Quoted passage:
(begin)

I was schooled in the chaos of unbridled tension from a very early age. In truth perhaps, we all are. Maybe it is merely a function of being human, or more accurately, to be any created thing in an imperfect world. It has taken me a lifetime of practice and learning to discover though that it is not my responsibility to “resolve” all the tensions I experience. I am still learning how to become supple enough to go with the flow of life, to see more clearly what’s mine to carry and what is not, what’s mine to resolve and what is not. It takes a lifetime to learn how to allow, wait and trust. The Chinese Taoists’ call this wu wei (effortless action); in Christian terms we hear this wisdom in Jesus’ parable about the seed growing by itself (Mark 4:26-29).

Learning to take the “me” out of the equation has even helped to ease my need to resolve life’s tensions. In learning to drop the roles and identifications I have collected over a lifetime—to listen from a deeper and freer centre—I am discovering that, in the words of the spiritual teacher David Richo,

“I am still a loving person when I let go of the need to make things right for others”¹

In other words, resolve the tension. I can feel Life taking a very deep breath in me here.

(end)

Items:

(begin)

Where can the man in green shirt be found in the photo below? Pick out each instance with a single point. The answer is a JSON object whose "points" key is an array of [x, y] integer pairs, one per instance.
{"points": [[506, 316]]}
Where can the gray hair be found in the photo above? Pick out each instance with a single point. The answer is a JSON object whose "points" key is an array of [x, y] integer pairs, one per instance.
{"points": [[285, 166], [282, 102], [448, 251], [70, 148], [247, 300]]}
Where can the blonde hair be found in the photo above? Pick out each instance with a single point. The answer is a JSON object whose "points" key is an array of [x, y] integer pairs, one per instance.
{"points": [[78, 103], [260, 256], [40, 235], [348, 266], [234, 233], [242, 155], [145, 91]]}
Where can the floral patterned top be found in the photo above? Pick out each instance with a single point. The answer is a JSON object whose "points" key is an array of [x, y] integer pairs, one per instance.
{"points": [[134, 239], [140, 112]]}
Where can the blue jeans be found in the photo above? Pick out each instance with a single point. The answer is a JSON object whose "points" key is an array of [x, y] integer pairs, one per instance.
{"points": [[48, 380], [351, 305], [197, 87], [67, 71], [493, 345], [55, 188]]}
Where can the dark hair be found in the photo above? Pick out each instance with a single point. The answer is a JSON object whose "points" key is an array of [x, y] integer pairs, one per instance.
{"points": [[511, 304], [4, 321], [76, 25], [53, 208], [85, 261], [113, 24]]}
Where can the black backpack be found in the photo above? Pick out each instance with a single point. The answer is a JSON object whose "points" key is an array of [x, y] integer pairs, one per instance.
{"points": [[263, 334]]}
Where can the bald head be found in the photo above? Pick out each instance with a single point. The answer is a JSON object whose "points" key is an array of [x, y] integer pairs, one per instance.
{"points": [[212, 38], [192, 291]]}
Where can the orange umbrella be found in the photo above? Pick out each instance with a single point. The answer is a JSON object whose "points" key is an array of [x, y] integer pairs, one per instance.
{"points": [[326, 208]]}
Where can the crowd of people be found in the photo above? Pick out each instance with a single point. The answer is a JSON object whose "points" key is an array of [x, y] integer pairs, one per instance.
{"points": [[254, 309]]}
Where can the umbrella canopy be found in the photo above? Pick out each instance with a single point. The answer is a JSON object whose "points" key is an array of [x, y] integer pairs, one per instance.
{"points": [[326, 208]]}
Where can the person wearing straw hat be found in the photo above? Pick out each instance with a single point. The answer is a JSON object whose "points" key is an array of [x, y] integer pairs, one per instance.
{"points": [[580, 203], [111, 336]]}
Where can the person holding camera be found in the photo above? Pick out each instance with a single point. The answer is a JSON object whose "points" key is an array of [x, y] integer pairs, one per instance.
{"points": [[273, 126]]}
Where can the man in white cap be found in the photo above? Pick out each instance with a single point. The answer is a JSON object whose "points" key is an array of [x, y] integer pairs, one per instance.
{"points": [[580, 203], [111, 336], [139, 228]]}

(end)

Task set:
1 – For each statement, say yes or no as to whether it agrees with the passage on life's tensions, and quote the words from the passage that decide it.
(a) The Chinese Taoists call this wisdom wu wei.
(b) The writer holds that it is their responsibility to resolve all the tensions they experience.
(c) The quoted line about being a loving person comes from David Richo.
2 – Answer these questions using the passage on life's tensions.
(a) Which parable of Jesus does the passage mention?
(b) What does the writer say it takes a lifetime to learn?
(c) What was the writer schooled in from a very early age?
3 – Write a continuation of the passage on life's tensions that begins after its last sentence.
The records play no part in the work here.

Answers below:
1 –
(a) Yes: "The Chinese Taoists’ call this wu wei (effortless action)"
(b) No: "it is not my responsibility to “resolve” all the tensions I experience"
(c) Yes: "in the words of the spiritual teacher David Richo"

2 –
(a) The parable about the seed growing by itself (Mark 4:26-29)
(b) How to allow, wait and trust
(c) The chaos of unbridled tension

3 –
The tension borne of having to make things right can devolve into a form of negative perfectionism for sure, a compulsion fueled most often by the fear of being found inadequate. Imagine my surprise when I discovered the wisdom of a positive perfectionism, where a fecund balance of tensions actually creates new life! Clarissa Pinkola Estés, Jungian psychoanalyst and spiritual teacher, offers this insight:

A positive perfectionism gives best effort, stays with something productive for mastery’s sake. Positive perfectionism urges the psyche to learn to do things better; how to write better, speak, paint, eat, relax, worship better, and so on. Positive perfectionism makes certain actions consistently in order to recognize a dream. ²

I believe that this kind of positive tension is sewn into the fabric of the universe and that it is trustworthy at all levels of reality – personal, communal, global, cosmic. I am still learning to dance this tension of balanced turbulence which lives at the heart of all creation, still learning to let go of attachment to “outcomes” and go with the flow, still learning to lean into the music of it all. In this, I find some peace.

¹ David Richo, When Love Meets Fear: Becoming Defense-less and Resource-full (New Jersey: Paulist Press, 1997), p. 201.
² Clarissa Pinkola Estés, Ph.D, Women Who Run With the Wolves: Myths and Stories of the Wild Women Archetype (New York: Ballantine Books, 1995), p. 494.

Sandra Stewart is a member of the Sisters of Our Lady of the Missions in Winnipeg. Originally from Windsor, ON she has spent most of her religious life in Manitoba but has also served in France, Senegal and Papua New Guinea. She holds a Masters degree in Pastoral Studies from Loyola University in Chicago, majoring in spiritual accompaniment from the Institute for Spiritual Leadership.

Presently she serves as a spiritual director, a facilitator of Centering Prayer workshops, and an advocate for social and environmental justice.

Sandra currently serves on her community’s province leadership team in Canada.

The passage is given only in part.